== Input ==
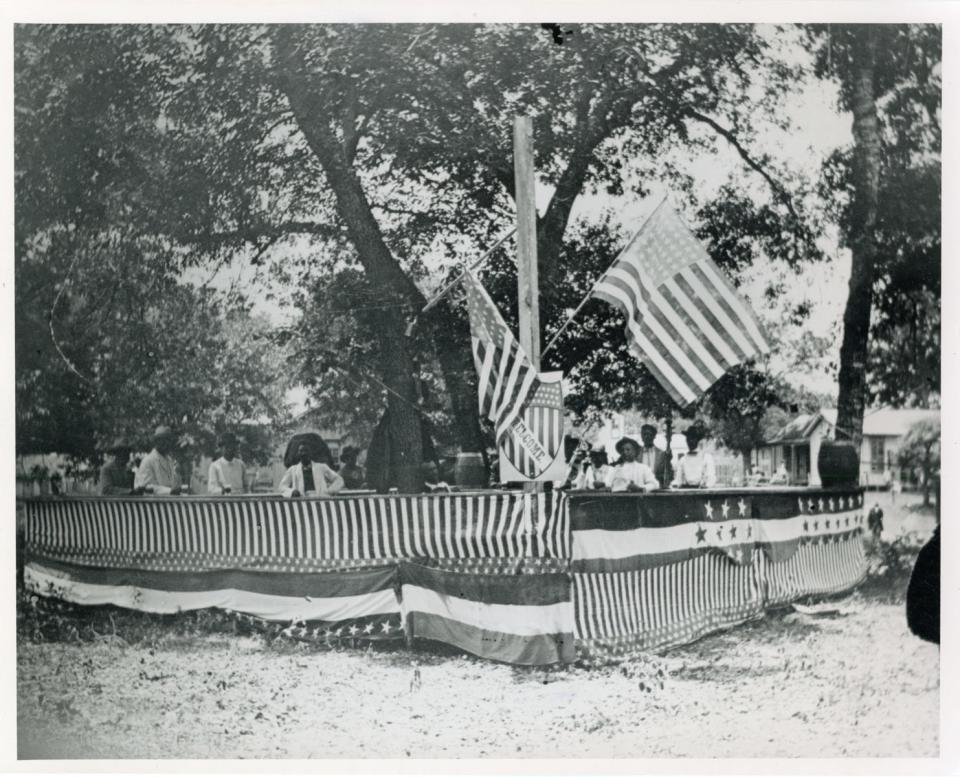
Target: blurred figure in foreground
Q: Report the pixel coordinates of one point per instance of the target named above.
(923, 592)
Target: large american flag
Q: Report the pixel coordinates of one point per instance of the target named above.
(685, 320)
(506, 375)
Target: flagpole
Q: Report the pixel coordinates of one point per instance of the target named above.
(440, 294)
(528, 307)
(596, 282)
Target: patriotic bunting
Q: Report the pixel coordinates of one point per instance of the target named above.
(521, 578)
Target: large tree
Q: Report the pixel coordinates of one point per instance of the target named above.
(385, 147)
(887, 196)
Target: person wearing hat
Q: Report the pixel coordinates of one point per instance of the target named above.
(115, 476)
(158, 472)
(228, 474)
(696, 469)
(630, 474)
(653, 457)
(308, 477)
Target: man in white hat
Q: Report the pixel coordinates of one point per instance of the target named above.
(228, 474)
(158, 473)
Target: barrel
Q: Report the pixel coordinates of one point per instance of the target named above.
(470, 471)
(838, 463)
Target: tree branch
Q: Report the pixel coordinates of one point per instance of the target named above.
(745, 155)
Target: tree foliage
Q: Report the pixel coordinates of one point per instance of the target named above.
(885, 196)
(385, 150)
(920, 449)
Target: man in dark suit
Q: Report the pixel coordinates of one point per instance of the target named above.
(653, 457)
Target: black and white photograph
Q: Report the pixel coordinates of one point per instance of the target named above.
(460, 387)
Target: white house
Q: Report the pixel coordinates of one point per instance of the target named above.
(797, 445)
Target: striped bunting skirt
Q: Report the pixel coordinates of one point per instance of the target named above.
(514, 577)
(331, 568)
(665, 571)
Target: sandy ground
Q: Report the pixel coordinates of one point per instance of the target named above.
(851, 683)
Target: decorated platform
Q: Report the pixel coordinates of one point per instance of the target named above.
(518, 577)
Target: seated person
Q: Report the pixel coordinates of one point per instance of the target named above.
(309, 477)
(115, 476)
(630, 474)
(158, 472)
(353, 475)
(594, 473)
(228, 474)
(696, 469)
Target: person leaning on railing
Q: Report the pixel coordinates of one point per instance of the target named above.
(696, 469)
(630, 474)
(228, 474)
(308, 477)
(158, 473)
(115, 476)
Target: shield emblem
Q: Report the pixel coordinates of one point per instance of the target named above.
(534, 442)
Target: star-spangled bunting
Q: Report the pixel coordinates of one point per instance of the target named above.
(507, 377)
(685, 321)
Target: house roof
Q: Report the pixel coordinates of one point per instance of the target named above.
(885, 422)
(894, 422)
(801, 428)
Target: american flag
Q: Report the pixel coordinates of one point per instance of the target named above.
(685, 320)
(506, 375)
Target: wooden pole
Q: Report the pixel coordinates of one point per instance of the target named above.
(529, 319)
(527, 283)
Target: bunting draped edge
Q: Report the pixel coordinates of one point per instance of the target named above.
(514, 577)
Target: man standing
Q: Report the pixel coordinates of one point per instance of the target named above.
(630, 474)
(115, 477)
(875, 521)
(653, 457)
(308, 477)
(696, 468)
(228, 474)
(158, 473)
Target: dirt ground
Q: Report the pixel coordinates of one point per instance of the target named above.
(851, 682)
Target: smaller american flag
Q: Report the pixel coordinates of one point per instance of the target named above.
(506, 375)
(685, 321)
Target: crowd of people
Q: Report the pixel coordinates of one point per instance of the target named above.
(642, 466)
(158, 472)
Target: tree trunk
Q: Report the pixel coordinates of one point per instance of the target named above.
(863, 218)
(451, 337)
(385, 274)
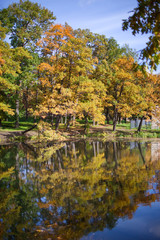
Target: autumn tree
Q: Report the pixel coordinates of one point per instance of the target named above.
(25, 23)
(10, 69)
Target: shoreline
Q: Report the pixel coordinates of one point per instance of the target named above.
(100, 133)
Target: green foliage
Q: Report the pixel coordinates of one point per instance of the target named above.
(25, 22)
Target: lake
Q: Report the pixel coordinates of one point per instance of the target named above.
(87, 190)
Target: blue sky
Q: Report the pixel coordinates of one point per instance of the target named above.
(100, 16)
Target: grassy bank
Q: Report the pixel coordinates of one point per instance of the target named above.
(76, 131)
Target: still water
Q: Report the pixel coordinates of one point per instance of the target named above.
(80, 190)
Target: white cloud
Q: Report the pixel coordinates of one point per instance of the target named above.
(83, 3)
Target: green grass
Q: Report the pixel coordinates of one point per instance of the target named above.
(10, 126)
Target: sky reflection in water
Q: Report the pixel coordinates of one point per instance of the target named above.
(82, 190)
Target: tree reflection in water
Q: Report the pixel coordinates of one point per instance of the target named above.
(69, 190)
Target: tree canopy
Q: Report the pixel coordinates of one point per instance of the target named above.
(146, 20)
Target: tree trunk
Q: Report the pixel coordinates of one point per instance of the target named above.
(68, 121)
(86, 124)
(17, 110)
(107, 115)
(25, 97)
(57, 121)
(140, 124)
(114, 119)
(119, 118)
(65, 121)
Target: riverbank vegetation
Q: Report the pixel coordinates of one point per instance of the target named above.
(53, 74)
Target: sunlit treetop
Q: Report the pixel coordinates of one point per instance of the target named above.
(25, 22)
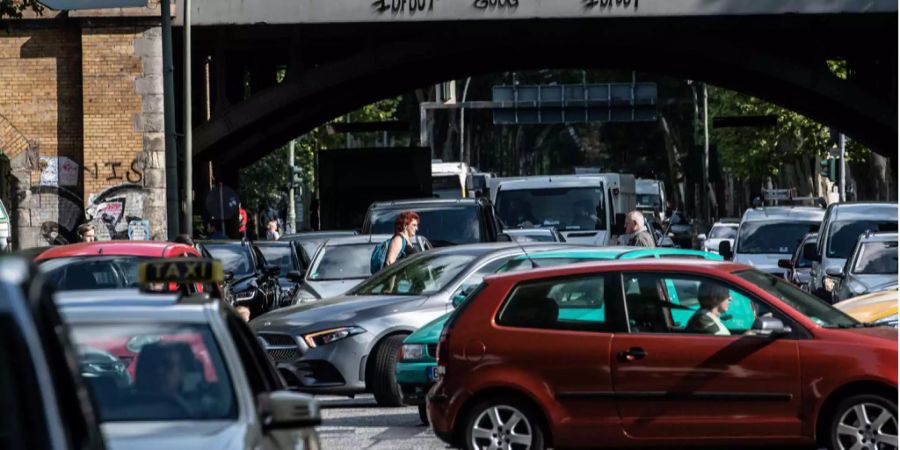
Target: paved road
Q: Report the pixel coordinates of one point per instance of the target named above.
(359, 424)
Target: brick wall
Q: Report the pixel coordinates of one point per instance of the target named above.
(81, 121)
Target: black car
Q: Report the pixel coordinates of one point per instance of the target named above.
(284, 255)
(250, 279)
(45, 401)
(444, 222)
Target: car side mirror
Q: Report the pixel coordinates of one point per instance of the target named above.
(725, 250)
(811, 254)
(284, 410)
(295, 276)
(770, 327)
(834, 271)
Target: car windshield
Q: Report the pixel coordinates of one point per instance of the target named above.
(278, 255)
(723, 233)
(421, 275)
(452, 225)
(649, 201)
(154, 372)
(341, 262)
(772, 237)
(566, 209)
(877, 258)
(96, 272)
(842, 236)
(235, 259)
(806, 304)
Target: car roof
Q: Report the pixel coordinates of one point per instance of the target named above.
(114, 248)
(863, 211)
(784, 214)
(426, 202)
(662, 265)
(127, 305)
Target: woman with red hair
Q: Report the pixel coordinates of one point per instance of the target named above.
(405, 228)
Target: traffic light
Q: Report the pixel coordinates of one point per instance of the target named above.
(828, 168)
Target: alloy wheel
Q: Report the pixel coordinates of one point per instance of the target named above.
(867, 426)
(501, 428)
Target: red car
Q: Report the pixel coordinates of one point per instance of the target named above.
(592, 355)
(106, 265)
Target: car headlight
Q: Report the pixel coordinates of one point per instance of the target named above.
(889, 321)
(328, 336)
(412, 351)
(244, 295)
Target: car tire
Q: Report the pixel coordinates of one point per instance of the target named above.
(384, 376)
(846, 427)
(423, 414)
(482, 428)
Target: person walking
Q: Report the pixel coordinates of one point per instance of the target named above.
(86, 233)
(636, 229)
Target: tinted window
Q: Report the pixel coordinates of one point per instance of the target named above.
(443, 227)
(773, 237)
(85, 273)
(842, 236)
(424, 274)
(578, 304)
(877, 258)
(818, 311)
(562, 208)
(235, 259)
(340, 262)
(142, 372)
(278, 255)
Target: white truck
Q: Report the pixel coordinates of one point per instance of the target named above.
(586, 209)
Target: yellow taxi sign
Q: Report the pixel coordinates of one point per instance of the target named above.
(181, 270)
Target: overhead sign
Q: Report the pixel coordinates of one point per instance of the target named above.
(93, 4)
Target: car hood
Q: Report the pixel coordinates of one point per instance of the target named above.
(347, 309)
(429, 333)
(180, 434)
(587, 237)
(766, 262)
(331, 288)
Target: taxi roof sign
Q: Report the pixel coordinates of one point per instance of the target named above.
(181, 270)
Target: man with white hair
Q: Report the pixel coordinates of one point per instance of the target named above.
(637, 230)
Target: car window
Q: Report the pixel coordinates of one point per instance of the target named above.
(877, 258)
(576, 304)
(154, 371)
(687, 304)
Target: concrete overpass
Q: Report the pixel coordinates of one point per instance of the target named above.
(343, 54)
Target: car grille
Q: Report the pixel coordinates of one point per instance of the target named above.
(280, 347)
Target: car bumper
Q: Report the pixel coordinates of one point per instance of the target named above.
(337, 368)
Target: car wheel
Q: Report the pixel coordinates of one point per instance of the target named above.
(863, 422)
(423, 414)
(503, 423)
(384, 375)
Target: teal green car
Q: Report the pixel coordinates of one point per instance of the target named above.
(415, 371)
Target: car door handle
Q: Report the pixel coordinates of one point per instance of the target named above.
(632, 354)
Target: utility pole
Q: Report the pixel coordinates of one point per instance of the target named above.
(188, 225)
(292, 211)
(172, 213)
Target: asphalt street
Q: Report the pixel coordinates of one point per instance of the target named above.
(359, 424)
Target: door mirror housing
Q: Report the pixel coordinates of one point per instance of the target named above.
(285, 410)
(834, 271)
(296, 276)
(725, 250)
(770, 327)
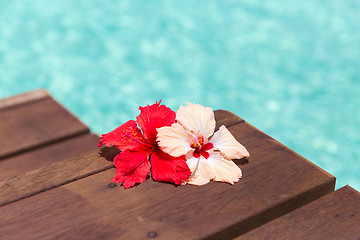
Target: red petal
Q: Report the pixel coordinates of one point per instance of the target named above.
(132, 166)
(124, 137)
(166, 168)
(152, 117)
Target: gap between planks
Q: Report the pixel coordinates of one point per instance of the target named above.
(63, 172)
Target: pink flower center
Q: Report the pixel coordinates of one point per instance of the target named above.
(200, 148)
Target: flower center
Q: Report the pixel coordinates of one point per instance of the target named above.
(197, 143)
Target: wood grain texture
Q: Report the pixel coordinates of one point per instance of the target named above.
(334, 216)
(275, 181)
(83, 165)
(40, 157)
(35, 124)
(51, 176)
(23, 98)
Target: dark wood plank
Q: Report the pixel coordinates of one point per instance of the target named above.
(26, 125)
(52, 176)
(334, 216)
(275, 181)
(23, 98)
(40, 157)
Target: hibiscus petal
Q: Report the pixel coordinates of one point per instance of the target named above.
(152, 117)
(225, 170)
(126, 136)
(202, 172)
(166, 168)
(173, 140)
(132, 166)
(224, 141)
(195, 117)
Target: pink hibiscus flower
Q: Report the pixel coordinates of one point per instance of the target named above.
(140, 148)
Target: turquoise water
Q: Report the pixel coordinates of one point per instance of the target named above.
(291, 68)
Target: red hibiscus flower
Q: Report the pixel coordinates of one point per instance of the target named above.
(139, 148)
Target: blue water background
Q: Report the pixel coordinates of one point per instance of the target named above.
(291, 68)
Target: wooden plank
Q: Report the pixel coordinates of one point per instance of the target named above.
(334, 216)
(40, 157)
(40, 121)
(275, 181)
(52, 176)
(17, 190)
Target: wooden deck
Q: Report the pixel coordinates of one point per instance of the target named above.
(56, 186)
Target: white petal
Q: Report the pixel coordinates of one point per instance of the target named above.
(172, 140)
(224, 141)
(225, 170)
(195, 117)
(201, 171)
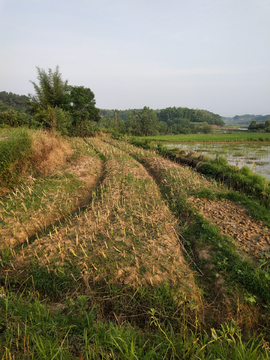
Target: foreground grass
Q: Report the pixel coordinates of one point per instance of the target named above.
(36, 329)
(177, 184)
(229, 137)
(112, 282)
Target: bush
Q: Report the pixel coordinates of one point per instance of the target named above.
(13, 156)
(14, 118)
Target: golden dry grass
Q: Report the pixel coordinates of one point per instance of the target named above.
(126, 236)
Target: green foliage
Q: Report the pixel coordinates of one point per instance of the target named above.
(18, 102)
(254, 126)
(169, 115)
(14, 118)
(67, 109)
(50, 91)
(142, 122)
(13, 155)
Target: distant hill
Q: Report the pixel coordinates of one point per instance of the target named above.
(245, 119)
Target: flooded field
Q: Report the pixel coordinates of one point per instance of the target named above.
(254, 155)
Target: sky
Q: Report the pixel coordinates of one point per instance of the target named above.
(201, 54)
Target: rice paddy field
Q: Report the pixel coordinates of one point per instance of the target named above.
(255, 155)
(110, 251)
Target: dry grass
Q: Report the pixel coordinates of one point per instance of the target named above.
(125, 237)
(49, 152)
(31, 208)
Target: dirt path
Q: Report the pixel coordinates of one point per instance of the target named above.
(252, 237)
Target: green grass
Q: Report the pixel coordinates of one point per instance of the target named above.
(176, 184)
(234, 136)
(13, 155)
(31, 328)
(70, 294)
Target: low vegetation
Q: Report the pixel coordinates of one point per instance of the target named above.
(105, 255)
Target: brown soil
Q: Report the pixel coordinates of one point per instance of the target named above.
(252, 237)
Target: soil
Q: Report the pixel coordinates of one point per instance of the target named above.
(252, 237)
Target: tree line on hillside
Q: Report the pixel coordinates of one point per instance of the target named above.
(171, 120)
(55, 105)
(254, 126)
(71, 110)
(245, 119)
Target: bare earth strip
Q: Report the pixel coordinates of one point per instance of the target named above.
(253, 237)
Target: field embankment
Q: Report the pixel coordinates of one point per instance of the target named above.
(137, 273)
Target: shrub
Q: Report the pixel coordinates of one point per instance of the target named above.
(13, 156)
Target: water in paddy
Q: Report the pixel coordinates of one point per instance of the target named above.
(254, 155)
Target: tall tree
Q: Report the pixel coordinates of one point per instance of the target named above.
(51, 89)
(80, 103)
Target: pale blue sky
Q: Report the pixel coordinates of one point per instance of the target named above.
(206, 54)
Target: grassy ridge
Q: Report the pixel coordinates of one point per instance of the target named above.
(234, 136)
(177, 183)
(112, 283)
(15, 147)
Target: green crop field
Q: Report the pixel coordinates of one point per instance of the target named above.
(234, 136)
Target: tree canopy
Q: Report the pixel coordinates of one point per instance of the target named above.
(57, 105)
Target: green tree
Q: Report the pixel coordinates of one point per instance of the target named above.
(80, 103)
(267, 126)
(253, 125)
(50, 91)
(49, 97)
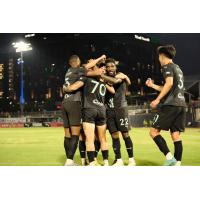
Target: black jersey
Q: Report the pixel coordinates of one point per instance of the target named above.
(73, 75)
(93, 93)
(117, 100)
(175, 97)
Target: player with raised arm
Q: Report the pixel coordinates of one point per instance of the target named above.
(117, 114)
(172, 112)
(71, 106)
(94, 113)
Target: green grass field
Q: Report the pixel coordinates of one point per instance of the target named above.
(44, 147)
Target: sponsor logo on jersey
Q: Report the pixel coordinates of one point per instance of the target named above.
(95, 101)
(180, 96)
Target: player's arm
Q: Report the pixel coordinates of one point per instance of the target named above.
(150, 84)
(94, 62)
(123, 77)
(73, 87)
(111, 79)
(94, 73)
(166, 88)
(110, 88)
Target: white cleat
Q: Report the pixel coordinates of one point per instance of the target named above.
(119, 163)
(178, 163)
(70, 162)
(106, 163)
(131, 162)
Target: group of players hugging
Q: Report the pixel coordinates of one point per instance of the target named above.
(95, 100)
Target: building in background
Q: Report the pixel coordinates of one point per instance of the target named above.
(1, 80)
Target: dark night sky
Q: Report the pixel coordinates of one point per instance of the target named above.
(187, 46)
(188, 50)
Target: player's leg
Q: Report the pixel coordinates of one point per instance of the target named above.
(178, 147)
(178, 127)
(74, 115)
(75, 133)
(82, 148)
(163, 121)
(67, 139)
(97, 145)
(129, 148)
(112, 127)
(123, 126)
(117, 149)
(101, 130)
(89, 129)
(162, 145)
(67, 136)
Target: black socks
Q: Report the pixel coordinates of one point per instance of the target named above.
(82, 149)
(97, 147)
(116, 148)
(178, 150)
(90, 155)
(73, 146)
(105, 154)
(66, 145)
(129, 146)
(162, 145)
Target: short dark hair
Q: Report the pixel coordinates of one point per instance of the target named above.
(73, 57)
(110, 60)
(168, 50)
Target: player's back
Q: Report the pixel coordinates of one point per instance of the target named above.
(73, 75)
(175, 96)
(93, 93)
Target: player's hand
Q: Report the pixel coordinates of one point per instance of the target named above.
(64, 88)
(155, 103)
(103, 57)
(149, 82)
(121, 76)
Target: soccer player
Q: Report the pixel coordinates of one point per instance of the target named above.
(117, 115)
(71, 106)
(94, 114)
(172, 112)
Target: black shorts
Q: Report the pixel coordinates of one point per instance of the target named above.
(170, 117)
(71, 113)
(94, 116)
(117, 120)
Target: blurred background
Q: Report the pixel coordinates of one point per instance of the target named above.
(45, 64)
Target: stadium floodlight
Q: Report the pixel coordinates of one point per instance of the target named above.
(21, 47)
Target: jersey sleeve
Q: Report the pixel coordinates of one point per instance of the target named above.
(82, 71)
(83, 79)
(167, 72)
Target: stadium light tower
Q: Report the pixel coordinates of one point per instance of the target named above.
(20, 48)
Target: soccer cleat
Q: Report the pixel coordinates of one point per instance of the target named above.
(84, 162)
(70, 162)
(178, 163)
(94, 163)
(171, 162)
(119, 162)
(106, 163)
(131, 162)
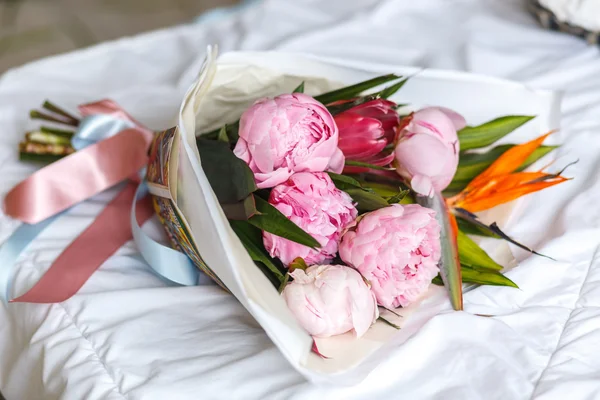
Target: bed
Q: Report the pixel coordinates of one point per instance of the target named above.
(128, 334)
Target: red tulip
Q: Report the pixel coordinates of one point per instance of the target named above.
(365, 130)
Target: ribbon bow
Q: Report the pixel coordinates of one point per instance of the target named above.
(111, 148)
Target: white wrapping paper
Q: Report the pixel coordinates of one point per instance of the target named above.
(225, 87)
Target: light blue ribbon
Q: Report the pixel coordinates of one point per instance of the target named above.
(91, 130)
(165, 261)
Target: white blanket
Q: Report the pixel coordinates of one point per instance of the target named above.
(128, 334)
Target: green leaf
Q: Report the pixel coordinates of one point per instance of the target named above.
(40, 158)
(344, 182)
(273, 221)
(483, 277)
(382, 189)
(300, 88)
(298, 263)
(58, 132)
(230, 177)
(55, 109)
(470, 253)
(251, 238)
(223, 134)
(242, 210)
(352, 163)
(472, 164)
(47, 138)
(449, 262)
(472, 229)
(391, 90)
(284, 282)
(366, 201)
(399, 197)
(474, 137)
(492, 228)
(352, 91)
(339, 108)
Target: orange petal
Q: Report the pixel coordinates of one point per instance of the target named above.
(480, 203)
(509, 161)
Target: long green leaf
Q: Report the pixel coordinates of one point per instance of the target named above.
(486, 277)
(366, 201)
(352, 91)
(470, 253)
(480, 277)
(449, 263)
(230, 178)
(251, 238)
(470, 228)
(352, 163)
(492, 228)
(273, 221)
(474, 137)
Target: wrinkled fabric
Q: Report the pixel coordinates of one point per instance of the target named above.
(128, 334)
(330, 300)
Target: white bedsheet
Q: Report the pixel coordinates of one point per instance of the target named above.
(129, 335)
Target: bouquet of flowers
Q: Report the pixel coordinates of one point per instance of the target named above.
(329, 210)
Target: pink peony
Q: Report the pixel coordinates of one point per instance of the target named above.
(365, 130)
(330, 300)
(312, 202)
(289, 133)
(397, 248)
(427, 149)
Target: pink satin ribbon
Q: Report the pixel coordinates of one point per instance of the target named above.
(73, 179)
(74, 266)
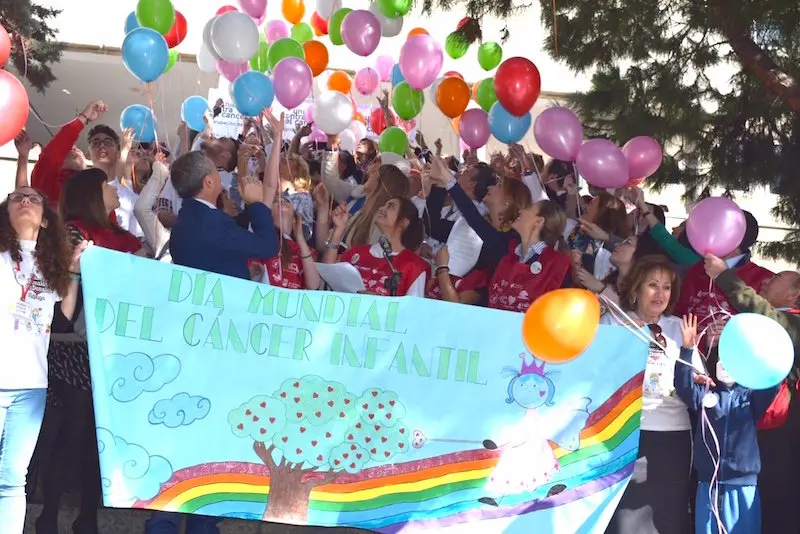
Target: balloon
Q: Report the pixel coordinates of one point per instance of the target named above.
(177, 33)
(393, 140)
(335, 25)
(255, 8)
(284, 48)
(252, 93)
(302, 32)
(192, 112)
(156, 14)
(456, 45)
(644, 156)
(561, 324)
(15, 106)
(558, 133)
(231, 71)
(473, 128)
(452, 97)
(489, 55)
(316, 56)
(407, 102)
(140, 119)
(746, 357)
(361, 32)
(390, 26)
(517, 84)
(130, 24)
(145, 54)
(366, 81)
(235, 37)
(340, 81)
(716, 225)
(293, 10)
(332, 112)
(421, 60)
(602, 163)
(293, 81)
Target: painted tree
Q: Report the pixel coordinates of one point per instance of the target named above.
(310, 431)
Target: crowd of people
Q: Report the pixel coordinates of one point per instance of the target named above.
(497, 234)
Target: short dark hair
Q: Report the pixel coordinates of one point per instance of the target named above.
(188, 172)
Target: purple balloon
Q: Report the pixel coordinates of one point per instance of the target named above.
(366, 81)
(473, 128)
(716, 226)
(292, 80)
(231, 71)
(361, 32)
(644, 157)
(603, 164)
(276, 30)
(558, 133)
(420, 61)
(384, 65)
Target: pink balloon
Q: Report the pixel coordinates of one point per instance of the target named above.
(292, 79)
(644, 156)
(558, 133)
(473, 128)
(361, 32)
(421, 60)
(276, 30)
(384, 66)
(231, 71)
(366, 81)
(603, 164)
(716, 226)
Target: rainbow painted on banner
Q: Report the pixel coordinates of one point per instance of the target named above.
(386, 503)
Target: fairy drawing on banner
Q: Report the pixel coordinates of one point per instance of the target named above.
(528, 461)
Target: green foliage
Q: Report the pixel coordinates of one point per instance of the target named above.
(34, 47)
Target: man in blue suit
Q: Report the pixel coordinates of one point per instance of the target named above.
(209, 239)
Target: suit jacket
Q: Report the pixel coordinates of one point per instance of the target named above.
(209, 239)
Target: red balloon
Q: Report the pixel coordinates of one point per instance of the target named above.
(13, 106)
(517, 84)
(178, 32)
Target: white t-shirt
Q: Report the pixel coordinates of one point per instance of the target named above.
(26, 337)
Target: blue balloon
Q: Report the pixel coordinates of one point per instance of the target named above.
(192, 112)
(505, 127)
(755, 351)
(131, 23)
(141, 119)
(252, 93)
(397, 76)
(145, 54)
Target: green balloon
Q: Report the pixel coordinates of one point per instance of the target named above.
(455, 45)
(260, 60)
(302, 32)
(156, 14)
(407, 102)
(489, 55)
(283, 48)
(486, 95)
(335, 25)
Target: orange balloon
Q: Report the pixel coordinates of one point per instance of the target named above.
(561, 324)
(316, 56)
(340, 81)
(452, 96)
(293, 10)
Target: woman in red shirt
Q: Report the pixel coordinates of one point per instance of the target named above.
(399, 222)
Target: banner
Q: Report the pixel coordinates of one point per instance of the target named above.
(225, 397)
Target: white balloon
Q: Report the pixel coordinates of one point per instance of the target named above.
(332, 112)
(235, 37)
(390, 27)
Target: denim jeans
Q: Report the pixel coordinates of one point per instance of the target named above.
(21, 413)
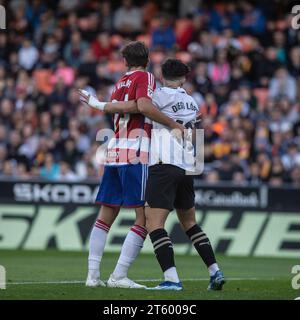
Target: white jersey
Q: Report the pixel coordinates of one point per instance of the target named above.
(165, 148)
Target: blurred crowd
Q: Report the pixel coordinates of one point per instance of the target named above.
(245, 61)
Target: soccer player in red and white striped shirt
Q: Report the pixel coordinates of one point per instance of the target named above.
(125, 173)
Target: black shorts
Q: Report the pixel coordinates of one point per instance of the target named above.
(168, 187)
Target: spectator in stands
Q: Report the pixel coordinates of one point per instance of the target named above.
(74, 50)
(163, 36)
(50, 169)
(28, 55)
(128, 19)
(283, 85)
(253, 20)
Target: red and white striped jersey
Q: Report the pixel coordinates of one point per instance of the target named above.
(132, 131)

== Task to carry out ==
Return the lines from the line containing "Target: white jersey" to the end of the entries above, exactly as they appear and with no other output.

== Finished answer ==
Target: white jersey
Q: Report the pixel coordinates of one point per instance of the target named above.
(165, 148)
Target: blurred crowd
Q: Report the pixel coordinates of one point per instance of the target named above.
(245, 61)
Target: soccer player in red and white striped shirt
Q: Report the pixel coordinates of one point per instance of the target named above.
(125, 173)
Target: black shorts
Q: Report the pixel coordinates of one point per instance of the target named above.
(168, 187)
Target: spectator in stands
Q: Report the pixel coordinates of one point per instance of the target named above.
(74, 50)
(163, 36)
(50, 169)
(28, 55)
(128, 19)
(283, 85)
(253, 20)
Target: red and white striped jersey
Q: Report the pixel coordinates of one point per instance of the target named above.
(132, 131)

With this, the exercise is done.